▶ _Direction_
Exactly as written, quote every line that follows, skipping the images.

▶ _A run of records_
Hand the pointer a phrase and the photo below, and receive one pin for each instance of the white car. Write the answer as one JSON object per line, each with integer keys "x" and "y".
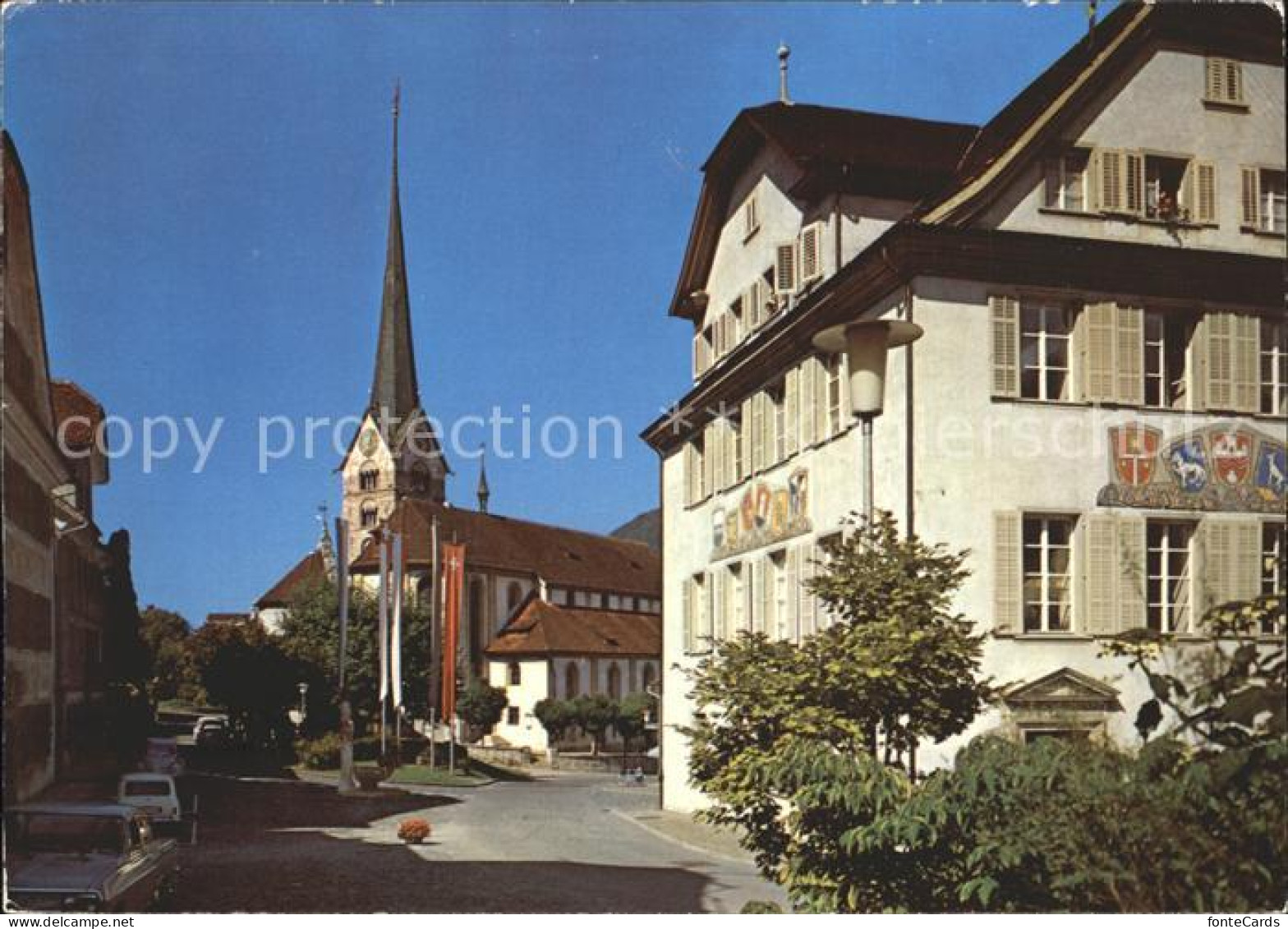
{"x": 152, "y": 794}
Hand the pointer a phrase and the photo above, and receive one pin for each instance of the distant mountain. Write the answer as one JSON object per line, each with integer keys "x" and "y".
{"x": 646, "y": 527}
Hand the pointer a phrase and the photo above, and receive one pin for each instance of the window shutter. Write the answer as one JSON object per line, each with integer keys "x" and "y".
{"x": 1206, "y": 194}
{"x": 1217, "y": 564}
{"x": 1219, "y": 338}
{"x": 1100, "y": 573}
{"x": 1006, "y": 346}
{"x": 1099, "y": 369}
{"x": 718, "y": 618}
{"x": 784, "y": 269}
{"x": 789, "y": 621}
{"x": 1131, "y": 573}
{"x": 1134, "y": 182}
{"x": 1215, "y": 90}
{"x": 766, "y": 596}
{"x": 791, "y": 415}
{"x": 811, "y": 253}
{"x": 687, "y": 614}
{"x": 1129, "y": 356}
{"x": 1251, "y": 200}
{"x": 1006, "y": 573}
{"x": 1111, "y": 181}
{"x": 1246, "y": 331}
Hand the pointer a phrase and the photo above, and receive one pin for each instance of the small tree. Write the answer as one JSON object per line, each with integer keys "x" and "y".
{"x": 481, "y": 706}
{"x": 775, "y": 718}
{"x": 594, "y": 715}
{"x": 555, "y": 716}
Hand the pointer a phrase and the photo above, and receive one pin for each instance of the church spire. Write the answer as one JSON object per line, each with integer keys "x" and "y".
{"x": 393, "y": 388}
{"x": 483, "y": 491}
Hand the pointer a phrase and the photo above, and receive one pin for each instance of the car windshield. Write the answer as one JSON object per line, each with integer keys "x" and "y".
{"x": 147, "y": 789}
{"x": 65, "y": 834}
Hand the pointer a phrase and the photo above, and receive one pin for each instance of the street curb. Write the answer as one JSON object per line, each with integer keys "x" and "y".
{"x": 682, "y": 843}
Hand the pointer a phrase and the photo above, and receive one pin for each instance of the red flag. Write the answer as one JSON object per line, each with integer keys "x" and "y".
{"x": 453, "y": 584}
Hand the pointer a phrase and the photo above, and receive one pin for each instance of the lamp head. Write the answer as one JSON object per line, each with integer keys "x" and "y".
{"x": 866, "y": 346}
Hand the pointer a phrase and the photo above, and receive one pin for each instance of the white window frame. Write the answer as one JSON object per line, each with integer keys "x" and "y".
{"x": 1045, "y": 576}
{"x": 1060, "y": 176}
{"x": 1042, "y": 337}
{"x": 1166, "y": 612}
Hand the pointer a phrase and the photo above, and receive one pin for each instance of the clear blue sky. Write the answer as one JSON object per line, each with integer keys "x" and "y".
{"x": 210, "y": 191}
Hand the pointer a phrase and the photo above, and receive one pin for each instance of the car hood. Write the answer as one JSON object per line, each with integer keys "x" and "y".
{"x": 61, "y": 872}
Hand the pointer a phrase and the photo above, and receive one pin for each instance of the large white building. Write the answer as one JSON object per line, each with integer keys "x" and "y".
{"x": 1097, "y": 409}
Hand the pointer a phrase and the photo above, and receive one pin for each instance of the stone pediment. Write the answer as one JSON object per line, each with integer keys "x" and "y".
{"x": 1063, "y": 690}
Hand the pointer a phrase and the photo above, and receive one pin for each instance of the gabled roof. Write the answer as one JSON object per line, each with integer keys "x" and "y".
{"x": 1065, "y": 690}
{"x": 545, "y": 629}
{"x": 558, "y": 555}
{"x": 74, "y": 401}
{"x": 308, "y": 571}
{"x": 1036, "y": 116}
{"x": 846, "y": 151}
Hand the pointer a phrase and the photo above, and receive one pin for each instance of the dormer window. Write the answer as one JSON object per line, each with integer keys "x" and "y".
{"x": 1067, "y": 182}
{"x": 750, "y": 217}
{"x": 1224, "y": 83}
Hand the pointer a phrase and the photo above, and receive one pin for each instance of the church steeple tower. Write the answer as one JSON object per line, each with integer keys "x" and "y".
{"x": 393, "y": 387}
{"x": 396, "y": 453}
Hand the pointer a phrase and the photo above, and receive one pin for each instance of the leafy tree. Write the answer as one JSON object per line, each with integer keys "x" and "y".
{"x": 897, "y": 666}
{"x": 481, "y": 705}
{"x": 555, "y": 716}
{"x": 244, "y": 669}
{"x": 165, "y": 639}
{"x": 310, "y": 637}
{"x": 594, "y": 714}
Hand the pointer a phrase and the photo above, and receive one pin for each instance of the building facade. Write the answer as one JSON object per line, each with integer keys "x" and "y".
{"x": 1097, "y": 409}
{"x": 56, "y": 609}
{"x": 562, "y": 652}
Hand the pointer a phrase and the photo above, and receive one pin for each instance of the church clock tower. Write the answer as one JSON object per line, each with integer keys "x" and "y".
{"x": 396, "y": 453}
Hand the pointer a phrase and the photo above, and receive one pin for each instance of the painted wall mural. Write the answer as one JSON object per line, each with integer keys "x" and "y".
{"x": 1221, "y": 468}
{"x": 764, "y": 514}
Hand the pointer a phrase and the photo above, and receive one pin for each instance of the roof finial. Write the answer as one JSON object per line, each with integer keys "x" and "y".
{"x": 784, "y": 54}
{"x": 483, "y": 491}
{"x": 324, "y": 548}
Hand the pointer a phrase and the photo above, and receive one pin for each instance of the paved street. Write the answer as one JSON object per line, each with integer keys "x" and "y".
{"x": 559, "y": 844}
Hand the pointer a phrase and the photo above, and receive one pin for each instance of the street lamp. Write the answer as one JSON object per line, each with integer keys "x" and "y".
{"x": 867, "y": 344}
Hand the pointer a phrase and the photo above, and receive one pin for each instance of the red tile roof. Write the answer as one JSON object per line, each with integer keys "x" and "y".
{"x": 310, "y": 570}
{"x": 72, "y": 400}
{"x": 562, "y": 557}
{"x": 542, "y": 628}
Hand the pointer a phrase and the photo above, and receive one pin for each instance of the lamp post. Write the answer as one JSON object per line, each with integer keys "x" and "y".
{"x": 866, "y": 346}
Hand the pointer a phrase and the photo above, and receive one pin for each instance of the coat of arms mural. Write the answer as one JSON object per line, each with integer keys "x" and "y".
{"x": 1220, "y": 468}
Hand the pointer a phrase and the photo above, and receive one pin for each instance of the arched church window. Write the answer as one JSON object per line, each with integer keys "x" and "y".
{"x": 420, "y": 478}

▶ _Result of this task_
Hand the pointer a phrase and the photo below, and receive one pin for each instance of the white car. Write the answer as one JSON object per line, each with integer keys "x" and "y".
{"x": 152, "y": 794}
Hand the pointer a phrase and the photo above, and receive one pin for each instance of the distant mountain. Write the answer as one JSON object per line, each with integer keys "x" and "y".
{"x": 646, "y": 527}
Hand the pointer a phrase and the photo above, and receive one pin for each instance of the window shutter. Write the answer as one JSON object per line, each with integer keys "x" and "y".
{"x": 1206, "y": 194}
{"x": 1217, "y": 564}
{"x": 1219, "y": 338}
{"x": 1100, "y": 573}
{"x": 1006, "y": 346}
{"x": 1099, "y": 369}
{"x": 718, "y": 618}
{"x": 784, "y": 269}
{"x": 789, "y": 621}
{"x": 1131, "y": 573}
{"x": 1134, "y": 182}
{"x": 1215, "y": 90}
{"x": 766, "y": 596}
{"x": 791, "y": 415}
{"x": 811, "y": 253}
{"x": 687, "y": 614}
{"x": 1129, "y": 356}
{"x": 1251, "y": 200}
{"x": 1006, "y": 573}
{"x": 1111, "y": 181}
{"x": 1246, "y": 331}
Hand the pointer a phrase and the photo above, and receive one pin for each instance of the small tree. Write the answer as one JSON object per line, each with integer keys "x" and "y".
{"x": 481, "y": 706}
{"x": 775, "y": 718}
{"x": 594, "y": 715}
{"x": 555, "y": 716}
Hand the pointer a phrase and the photo above, and receive one pin for each instance of the church spire. Write the answer as one JSON object per line, each with integer keys "x" and "y".
{"x": 393, "y": 388}
{"x": 483, "y": 491}
Hand the pointer a phrase and the photo above, and receive one pin for each instance of the car windshield. Write the answer as one JSON object per line, each with integer keys "x" and "y".
{"x": 147, "y": 789}
{"x": 65, "y": 834}
Hand the pointer a phrase and the photo above, and receive one pin for each instance of the street curb. Write the answer as one JSON object per line, each with integer keys "x" and "y".
{"x": 682, "y": 843}
Hand the pointer a phrase and the photo above, and receive one pin for each instance of the red flag. Write the answer as one JSON object per line, each with integer keys "x" and "y".
{"x": 453, "y": 584}
Hand the pointer a phrase and the photo above, and receive one pin for each instance of the lamp head. Write the answer as one JSON object per line, each with integer keys "x" and "y".
{"x": 866, "y": 346}
Hand the pointer a phrase and the photo above, and receive one pin for each instance of the white window frame. Write the answer as one JSON object per line, each with integer keys "x" and "y".
{"x": 1045, "y": 576}
{"x": 1060, "y": 176}
{"x": 1042, "y": 337}
{"x": 1166, "y": 612}
Hand the pointer a phrase and the photo above, and receive one pin for each instance of the clear blue sky. Write the answer as one JSON object per line, each with integer keys "x" and "y".
{"x": 210, "y": 191}
Hand the pointer a phrase and the photo above, and receive one pin for each instance of the car hood. Write the answer as one JSON object per line, each with integer keys "x" and "y".
{"x": 61, "y": 872}
Hand the pointer a phrase and the photo above, and receive one pin for each instance of the large white building. Write the answer as one JSON object per line, each with integer keys "x" and "y".
{"x": 1097, "y": 409}
Hand the pointer a phrase and the photo above, and receive one pin for each instance of the stone pediment. Write the answer as one JSON object per line, each with integer keys "x" and "y".
{"x": 1063, "y": 690}
Hand the pointer a phrase and the photo above, and receive one pin for each instance of the gabled roof. Write the answer as one JSON object per line, each with integer keys "x" and "y".
{"x": 1065, "y": 690}
{"x": 545, "y": 629}
{"x": 558, "y": 555}
{"x": 74, "y": 401}
{"x": 308, "y": 571}
{"x": 1036, "y": 116}
{"x": 846, "y": 151}
Hand the pointer a phrase and the photo above, and receive one pin for each instance of the dormer window. Write the answer as one JSON object per line, each with integer keys "x" and "y".
{"x": 1067, "y": 182}
{"x": 750, "y": 217}
{"x": 1224, "y": 83}
Hand the pointer a phrase and the photo above, and receive one pin for each instance of the church steeple tower. Write the answer as one JSON object per line, each with integer keys "x" and "y".
{"x": 393, "y": 387}
{"x": 396, "y": 453}
Hand the pointer a phrase and the photo above, and receive one pin for each instance of the leafy tree. Write the answer as one JSON object per line, each with integer keys "x" and "y".
{"x": 897, "y": 666}
{"x": 481, "y": 705}
{"x": 555, "y": 716}
{"x": 244, "y": 669}
{"x": 165, "y": 639}
{"x": 310, "y": 637}
{"x": 594, "y": 714}
Hand the pointer a phrase and the photo above, and receive one pin for each instance of the building facade. Write the answer as one JSON object per line, each with integer keys "x" and "y".
{"x": 1097, "y": 409}
{"x": 56, "y": 609}
{"x": 562, "y": 652}
Hand the pointer a phrase and the photo above, and receive one pin for each instance of the church clock tower. Write the answer as one JSON object per line, each with integer keys "x" and "y".
{"x": 396, "y": 453}
Hand the pointer a phrase and the photo above, and receive one pin for each instance of the painted wall mural. Write the answer as one JSON object per line, each with integer keys "x" and "y".
{"x": 1221, "y": 468}
{"x": 764, "y": 514}
Hand the pointer a phrase and the photo above, and receive one pin for each instance of the roof finial. Write the answer as one JSON object per line, each with integer keys "x" and "y".
{"x": 784, "y": 54}
{"x": 483, "y": 491}
{"x": 324, "y": 548}
Hand the pointer a phrase and the photo above, and receive one pin for each instance of the paved street. Write the answer as one JSON object per line, each with integer keys "x" and "y".
{"x": 559, "y": 844}
Hand the pointer a phrase and the photo above, and receive one pin for each instance of the street lamp. Write the answer as one JSON object per line, each with integer keys "x" and "y".
{"x": 867, "y": 344}
Hand the pointer a phrase and the photo above, and receive one pin for each instance of the red tile roof. Write the answer as one JSON object per line, each with integer keys "x" and "y".
{"x": 310, "y": 570}
{"x": 72, "y": 400}
{"x": 562, "y": 557}
{"x": 542, "y": 628}
Hand the pointer a phrase and the photo above, and receive one pin for each instance of the lamp post. Write the answer as one JSON object per line, each with integer keys "x" and "y".
{"x": 866, "y": 346}
Hand the pointer a phrase and the photo above, and receive one pin for each instance of the coat of arms mural. Write the answer as one JSON object per line, each with integer keys "x" and "y".
{"x": 1220, "y": 468}
Hand the pointer a phrase and the photo above, and receive one pin for each instance of the arched church window. Write the answer as one JSON object per line, each with integer keys "x" and "y".
{"x": 420, "y": 478}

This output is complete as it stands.